━━━ MATERIAL
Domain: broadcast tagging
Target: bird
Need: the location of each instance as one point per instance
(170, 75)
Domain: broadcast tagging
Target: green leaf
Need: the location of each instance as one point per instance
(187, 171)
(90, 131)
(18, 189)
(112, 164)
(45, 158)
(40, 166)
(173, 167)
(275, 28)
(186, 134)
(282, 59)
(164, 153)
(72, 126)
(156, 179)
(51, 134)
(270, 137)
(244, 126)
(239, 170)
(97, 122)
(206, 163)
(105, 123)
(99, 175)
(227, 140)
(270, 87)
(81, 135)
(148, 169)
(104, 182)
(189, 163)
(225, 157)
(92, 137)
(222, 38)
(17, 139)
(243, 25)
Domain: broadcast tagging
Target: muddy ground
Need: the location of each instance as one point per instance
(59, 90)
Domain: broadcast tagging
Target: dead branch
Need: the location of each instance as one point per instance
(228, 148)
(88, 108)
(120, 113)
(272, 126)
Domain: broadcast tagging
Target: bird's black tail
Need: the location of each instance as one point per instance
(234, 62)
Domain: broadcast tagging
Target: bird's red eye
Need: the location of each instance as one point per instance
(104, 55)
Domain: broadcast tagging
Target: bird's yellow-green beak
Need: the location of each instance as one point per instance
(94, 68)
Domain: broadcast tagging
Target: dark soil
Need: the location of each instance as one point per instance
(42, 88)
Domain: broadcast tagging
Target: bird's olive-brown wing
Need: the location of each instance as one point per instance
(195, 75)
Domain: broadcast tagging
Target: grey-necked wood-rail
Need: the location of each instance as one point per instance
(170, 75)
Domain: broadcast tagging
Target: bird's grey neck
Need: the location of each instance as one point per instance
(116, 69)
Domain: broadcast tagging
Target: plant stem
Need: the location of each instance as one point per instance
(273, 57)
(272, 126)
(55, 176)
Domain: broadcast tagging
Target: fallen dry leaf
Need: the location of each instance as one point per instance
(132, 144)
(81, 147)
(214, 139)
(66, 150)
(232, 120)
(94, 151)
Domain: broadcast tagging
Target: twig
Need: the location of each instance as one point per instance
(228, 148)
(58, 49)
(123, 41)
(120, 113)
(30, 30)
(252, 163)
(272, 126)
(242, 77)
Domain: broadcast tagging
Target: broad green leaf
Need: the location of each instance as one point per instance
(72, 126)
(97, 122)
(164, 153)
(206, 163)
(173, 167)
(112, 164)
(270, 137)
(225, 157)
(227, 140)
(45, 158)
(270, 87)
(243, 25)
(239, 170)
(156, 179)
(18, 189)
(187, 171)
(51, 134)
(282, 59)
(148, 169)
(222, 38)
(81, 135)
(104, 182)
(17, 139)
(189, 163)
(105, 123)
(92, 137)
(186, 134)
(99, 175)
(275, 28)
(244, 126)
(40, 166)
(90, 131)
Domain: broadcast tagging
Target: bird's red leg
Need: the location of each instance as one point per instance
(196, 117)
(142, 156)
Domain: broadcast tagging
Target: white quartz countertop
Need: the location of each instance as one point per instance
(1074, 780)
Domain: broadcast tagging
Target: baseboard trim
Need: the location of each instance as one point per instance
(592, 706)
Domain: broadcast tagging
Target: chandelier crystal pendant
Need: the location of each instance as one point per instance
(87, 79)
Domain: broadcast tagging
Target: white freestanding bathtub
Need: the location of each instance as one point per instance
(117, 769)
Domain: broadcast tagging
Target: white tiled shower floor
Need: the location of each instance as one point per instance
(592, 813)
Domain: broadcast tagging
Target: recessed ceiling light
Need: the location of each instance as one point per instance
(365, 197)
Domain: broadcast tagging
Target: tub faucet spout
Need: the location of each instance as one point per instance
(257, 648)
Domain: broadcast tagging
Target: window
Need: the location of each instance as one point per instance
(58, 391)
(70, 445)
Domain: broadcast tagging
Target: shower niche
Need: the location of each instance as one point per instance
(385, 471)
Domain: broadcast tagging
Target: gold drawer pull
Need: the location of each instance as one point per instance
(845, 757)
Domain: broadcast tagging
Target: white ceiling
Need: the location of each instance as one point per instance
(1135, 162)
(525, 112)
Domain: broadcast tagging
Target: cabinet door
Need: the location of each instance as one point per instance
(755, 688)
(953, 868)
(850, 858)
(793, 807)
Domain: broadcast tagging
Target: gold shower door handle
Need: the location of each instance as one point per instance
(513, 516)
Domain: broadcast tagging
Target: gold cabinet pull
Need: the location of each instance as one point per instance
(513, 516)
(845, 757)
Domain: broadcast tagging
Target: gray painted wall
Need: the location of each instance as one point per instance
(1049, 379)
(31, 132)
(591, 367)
━━━━━━
**DIRECTIONS:** Transcribe all entries exactly as they are given.

**ANSWER TO THE EXERCISE:**
Domain: broadcast tagging
Target: bird
Need: the location of each instance as one point per instance
(170, 75)
Domain: broadcast tagging
Target: green leaf
Need: the location of each instance as one point per instance
(187, 171)
(90, 131)
(18, 189)
(112, 164)
(45, 158)
(40, 166)
(173, 167)
(275, 28)
(186, 134)
(282, 59)
(164, 153)
(72, 126)
(156, 179)
(51, 134)
(270, 137)
(244, 126)
(239, 170)
(97, 122)
(206, 163)
(105, 123)
(99, 175)
(227, 140)
(270, 87)
(81, 135)
(148, 169)
(104, 182)
(189, 163)
(225, 157)
(92, 137)
(222, 38)
(17, 139)
(243, 25)
Domain: broadcast tagging
Target: muddy ground
Need: the location of each instance as one point per instance
(59, 90)
Domain: broadcast tagging
Target: dead branch
Need: the location of each instance as one point per instance
(228, 148)
(88, 108)
(120, 113)
(272, 126)
Domain: broadcast tagging
Target: bird's black tail
Need: the location of each instance as one point per instance
(234, 62)
Domain: broadcast tagging
Target: bird's red eye
Need: the location of each instance as one point per instance
(104, 55)
Domain: broadcast tagging
Target: bird's yellow-green beak
Need: the location of each instance as one point per instance
(94, 68)
Domain: broadcast tagging
Target: dark soil
Need: the location of each instance as one point per instance
(42, 88)
Domain: broadcast tagging
Target: bird's olive-brown wing
Need: the location of each instance as one point per instance
(195, 75)
Domain: broadcast tagging
Target: grey-necked wood-rail
Need: the location of each instance as one point per instance
(170, 75)
Domain: broadcast tagging
Target: bird's grey neck
Need: the location of each instance as one point per instance
(116, 69)
Domain: broadcast tagging
Target: plant stem
Need: the location of each instance as one point per instance
(273, 57)
(272, 126)
(55, 176)
Domain: broadcast tagging
Target: fallen dry leaf
Need: the location of each instance as one point per instance
(132, 144)
(81, 147)
(214, 139)
(66, 150)
(232, 120)
(94, 151)
Domain: broadcast tagging
Target: twig
Need: the location of each instance as one point per instance
(228, 148)
(58, 49)
(123, 41)
(120, 113)
(30, 30)
(252, 163)
(272, 126)
(242, 77)
Domain: broadcast tagging
Target: broad green leaf
Need: the location of each instance as one point per instance
(72, 126)
(97, 122)
(164, 153)
(206, 163)
(173, 167)
(112, 164)
(270, 137)
(225, 157)
(227, 140)
(45, 158)
(270, 87)
(243, 25)
(239, 170)
(156, 179)
(18, 189)
(187, 171)
(51, 134)
(282, 59)
(148, 169)
(222, 38)
(81, 135)
(104, 182)
(17, 139)
(189, 163)
(105, 123)
(92, 137)
(186, 134)
(99, 175)
(275, 28)
(244, 126)
(40, 166)
(90, 131)
Domain: broadcast tagging
Target: bird's red leg
Need: the location of each instance as one point per instance
(196, 117)
(142, 156)
Domain: broadcast tagging
Target: white quartz countertop
Need: the location of each instance as one point per instance
(1074, 780)
Domain: broadcast tagging
Target: baseboard trim
Need: the location of each instance as one point per instance
(592, 706)
Domain: broadcast tagging
Target: chandelier crystal pendant
Need: the location of each instance as one point per instance
(87, 79)
Domain: broadcast tagging
Target: white freestanding bathtub
Need: the location of each instance as one point per instance
(117, 769)
Domain: broadcast tagging
Target: white tiled shower floor
Need: the location of each instance as one point per instance
(592, 813)
Domain: broadcast tagging
Target: recessed ceiling light
Need: the location of each instance as one point per instance
(365, 197)
Domain: broadcast tagging
Target: tub faucet spout
Need: the location of each instance as one point per instance
(257, 648)
Domain: broadcast tagging
Target: window
Need: the location of each instance as one point per instance
(58, 391)
(70, 445)
Domain: broadcast tagging
Target: shower niche
Need: the location of each instance as one point per instance
(385, 471)
Domain: broadcast tagging
Target: gold drawer pull
Need: the location of each instance as one point per instance
(845, 757)
Domain: broadcast tagging
Target: white ceiling
Need: the location of each instance as one point per instance
(1135, 162)
(525, 112)
Domain: broadcast tagging
Target: cabinet door
Need: the location of each instance as one point per instance
(755, 688)
(953, 868)
(850, 858)
(793, 807)
Domain: broadcast tagging
Target: gold shower door handle
Need: the location of each instance as one point per instance
(513, 516)
Domain: broadcast tagging
Target: gold cabinet pull
Need: the location of each instance as one point per instance
(513, 516)
(845, 757)
Domain: broadcast tagging
Target: gray painted wall
Need: the location of each instance as one point per instance
(1049, 379)
(31, 132)
(591, 367)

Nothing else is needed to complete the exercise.